*Anforderung*
Bitte nennen Sie alle zusammengesetzten Substantive im Text zur Einnahmen-Überschussrechnung, deren erster Bestandteil „Darlehen“ ist. Geben Sie jedes nur einmal und im Nominativ Singular an.

*Quellenauszug*
--
Dipl.-Finanzwirt (FH) Nikolaus Zöllner
Bei der Erstellung einer Einnahmen-Überschussrechnung gilt steuerlich das Zufluss- und Abflussprinzip: Betriebseinnahmen und Betriebsausgaben werden grundsätzlich im Jahr der Zahlung erfasst.
Eine Ausnahme dieses Prinzips besteht bei Ausgaben, die für eine Nutzungsüberlassung von mehr als 5 Jahren im Voraus geleistet werden. In diesem Fall hat eine gleichmäßige Verteilung der Ausgaben zu erfolgen. Diese Ausnahme findet jedoch keine Anwendung für ein Disagio, das als marktüblich angesehen werden kann.
Ein Disagio ist wirtschaftlich betrachtet eine Zinsvorauszahlung des Darlehensnehmers an den Darlehensgeber. Grundsätzlich gilt: Ein Disagio stellt für den Darlehensnehmer eine Betriebsausgabe dar, die zum Zeitpunkt der Darlehensauszahlung abfließt und somit aufwandswirksam zu verbuchen ist. Für den Darlehensgeber hingegen stellt das Disagio eine Betriebseinnahme dar, die bei der Vereinnahmung zu erfassen ist.
3.1 Marktüblichkeit eines Disagios
Der Darlehensnehmer hat grundsätzlich zu prüfen, ob das Disagio marktüblich ist. Als marktüblich gilt ein Disagio von maximal 5 % bei einem mindestens 5-jährigen Zinsfestschreibungszeitraum. Bei einer Laufzeit von weniger als 5 Jahren kann ein Disagio bis zu 1 % pro Jahr der Laufzeit als marktüblich betrachtet werden. Der Nachweis eines höheren, marktüblichen Disagios und eines längeren Zinsfestschreibungszeitraums ist möglich, sofern es den am aktuellen Kapitalmarkt üblichen Rahmen nach einer tatrichterlichen Würdigung einhält. Bei einem Disagio, das mit einem Kreditinstitut wie unter fremden Dritten abgeschlossen wird, kann grundsätzlich davon ausgegangen werden, dass es marktüblich ist. Diese Vermutung kann durch besondere Umstände widerlegt werden, z. B. durch eine atypische Gestaltung des Darlehensvertrags.
Ein marktübliches Disagio ist bei seiner Einbehaltung im Zeitpunkt der Auszahlung des Darlehens in voller Höhe als Betriebsausgabe anzusetzen. Bei einem nicht marktüblichen Disagio ist der darüberhinausgehende Disagiobetrag über den Zinsfestschreibungszeitraum oder die Laufzeit des Darlehens zu verteilen.
--
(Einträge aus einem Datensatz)
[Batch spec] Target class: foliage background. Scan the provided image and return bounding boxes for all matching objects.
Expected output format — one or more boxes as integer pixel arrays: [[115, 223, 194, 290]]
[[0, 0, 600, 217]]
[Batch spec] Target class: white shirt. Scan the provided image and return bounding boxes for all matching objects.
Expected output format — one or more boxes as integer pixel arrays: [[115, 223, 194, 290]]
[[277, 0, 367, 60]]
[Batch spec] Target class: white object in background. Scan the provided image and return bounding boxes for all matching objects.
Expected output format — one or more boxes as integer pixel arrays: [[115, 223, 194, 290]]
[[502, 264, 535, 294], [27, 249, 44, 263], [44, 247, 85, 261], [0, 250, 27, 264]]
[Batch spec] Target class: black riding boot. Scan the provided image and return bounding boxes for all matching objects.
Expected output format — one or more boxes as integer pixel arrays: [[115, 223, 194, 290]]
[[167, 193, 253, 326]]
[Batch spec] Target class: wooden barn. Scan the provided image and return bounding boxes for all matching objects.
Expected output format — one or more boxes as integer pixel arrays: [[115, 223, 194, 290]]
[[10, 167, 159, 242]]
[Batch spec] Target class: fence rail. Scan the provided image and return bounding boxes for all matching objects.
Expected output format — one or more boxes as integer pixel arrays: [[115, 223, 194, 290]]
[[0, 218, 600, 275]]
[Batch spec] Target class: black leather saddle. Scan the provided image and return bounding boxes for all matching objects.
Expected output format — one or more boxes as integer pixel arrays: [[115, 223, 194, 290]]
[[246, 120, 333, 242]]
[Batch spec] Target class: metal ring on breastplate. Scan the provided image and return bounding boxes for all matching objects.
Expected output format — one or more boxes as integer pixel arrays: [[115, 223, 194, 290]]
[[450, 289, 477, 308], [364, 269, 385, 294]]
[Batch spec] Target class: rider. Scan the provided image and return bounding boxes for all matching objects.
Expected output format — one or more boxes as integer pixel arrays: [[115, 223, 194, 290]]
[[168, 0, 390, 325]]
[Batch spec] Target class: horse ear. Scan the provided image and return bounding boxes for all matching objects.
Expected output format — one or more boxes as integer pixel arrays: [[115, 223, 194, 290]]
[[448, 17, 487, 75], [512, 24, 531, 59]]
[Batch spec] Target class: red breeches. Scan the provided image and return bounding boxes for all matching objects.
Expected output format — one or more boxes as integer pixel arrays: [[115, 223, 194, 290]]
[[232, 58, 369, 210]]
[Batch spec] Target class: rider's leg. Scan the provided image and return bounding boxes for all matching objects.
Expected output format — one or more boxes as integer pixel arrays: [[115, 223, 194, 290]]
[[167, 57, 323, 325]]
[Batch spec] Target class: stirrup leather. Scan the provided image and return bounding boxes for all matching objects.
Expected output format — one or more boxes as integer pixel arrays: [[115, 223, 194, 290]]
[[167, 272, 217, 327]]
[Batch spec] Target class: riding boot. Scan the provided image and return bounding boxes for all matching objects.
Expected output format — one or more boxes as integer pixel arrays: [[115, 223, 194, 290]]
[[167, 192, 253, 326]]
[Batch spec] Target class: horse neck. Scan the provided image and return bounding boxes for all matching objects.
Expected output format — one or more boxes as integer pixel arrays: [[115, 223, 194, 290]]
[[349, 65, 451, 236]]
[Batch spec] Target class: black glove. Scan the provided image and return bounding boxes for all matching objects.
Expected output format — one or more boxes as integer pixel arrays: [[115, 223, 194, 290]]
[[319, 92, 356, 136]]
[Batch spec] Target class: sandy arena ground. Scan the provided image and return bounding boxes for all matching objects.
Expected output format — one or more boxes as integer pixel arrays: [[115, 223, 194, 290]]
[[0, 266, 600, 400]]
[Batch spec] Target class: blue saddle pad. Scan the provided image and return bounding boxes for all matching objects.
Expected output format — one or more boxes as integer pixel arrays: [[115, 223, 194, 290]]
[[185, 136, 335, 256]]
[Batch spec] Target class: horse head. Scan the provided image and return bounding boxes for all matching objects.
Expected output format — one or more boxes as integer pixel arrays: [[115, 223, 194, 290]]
--
*Erledigte Aufgabe*
Darlehensnehmer, Darlehensgeber, Darlehensauszahlung, Darlehensvertrag